### Task statement
The records, repeated exactly and in full, are the expected answer.

[Data records]

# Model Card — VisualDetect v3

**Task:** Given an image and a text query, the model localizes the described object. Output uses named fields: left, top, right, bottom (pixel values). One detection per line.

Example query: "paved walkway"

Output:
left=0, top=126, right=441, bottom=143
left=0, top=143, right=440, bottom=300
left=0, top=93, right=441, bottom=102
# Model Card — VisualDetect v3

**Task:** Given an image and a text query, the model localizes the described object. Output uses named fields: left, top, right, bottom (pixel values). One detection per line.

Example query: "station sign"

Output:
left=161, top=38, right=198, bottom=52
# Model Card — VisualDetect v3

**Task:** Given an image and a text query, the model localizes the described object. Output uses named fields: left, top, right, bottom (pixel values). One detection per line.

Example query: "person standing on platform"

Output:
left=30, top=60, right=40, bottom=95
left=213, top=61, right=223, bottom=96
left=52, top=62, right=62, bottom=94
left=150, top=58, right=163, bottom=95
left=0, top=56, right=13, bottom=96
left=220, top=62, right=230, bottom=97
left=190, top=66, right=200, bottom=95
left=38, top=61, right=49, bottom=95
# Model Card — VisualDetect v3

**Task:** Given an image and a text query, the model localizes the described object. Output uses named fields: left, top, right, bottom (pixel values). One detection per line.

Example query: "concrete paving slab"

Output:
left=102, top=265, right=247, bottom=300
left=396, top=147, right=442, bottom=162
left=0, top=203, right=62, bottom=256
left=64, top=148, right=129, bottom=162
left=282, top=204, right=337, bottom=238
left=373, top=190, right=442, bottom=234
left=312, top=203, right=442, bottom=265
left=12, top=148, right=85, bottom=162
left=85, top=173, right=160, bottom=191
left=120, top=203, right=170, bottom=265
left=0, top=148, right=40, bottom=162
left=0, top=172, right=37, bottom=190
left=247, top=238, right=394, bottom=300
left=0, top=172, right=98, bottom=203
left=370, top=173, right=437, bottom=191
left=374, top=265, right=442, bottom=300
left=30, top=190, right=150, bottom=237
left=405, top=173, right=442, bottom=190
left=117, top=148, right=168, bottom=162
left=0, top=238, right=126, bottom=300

### Result of this exercise
# Model Card — VisualDetect v3

**Task:** Given an image and a text query, the model localizes the described object. Output uses named fields: left, top, right, bottom (pixel values). One detection per line.

Example query: "paved walkway"

Output:
left=0, top=126, right=441, bottom=143
left=0, top=143, right=440, bottom=300
left=0, top=93, right=441, bottom=102
# Model Card — VisualDetect v3

**Task:** Given an image and a text query, the model localizes the described object. Output uses named fields: left, top, right, bottom (pixel values). One detection per line.

Example query: "station sign"

Output:
left=161, top=38, right=198, bottom=52
# Model Card — VisualDetect v3

**Task:** Given an image and a text query, the model localizes the described object. Output uses named fields: left, top, right, bottom (pixel values). One detection per line.

Example query: "person standing on platform"

Output:
left=30, top=60, right=40, bottom=95
left=213, top=61, right=223, bottom=96
left=52, top=62, right=62, bottom=94
left=150, top=58, right=163, bottom=95
left=0, top=56, right=13, bottom=96
left=220, top=62, right=230, bottom=97
left=190, top=66, right=200, bottom=95
left=38, top=61, right=49, bottom=95
# Model Card — VisualDetect v3

**Task:** Given an image and a text query, the model localizes the described object. Output uses named fields: left, top, right, bottom (pixel values). One detection per line.

Example query: "concrete paving slab"

Output:
left=102, top=265, right=247, bottom=300
left=396, top=147, right=442, bottom=162
left=0, top=203, right=62, bottom=256
left=64, top=148, right=129, bottom=162
left=282, top=204, right=337, bottom=238
left=373, top=190, right=442, bottom=234
left=312, top=203, right=442, bottom=265
left=12, top=148, right=85, bottom=162
left=85, top=173, right=160, bottom=191
left=120, top=203, right=170, bottom=265
left=0, top=148, right=40, bottom=162
left=0, top=172, right=37, bottom=190
left=247, top=238, right=394, bottom=300
left=0, top=172, right=98, bottom=203
left=370, top=173, right=437, bottom=191
left=374, top=265, right=442, bottom=300
left=30, top=190, right=150, bottom=237
left=405, top=173, right=442, bottom=190
left=117, top=148, right=168, bottom=162
left=0, top=238, right=126, bottom=300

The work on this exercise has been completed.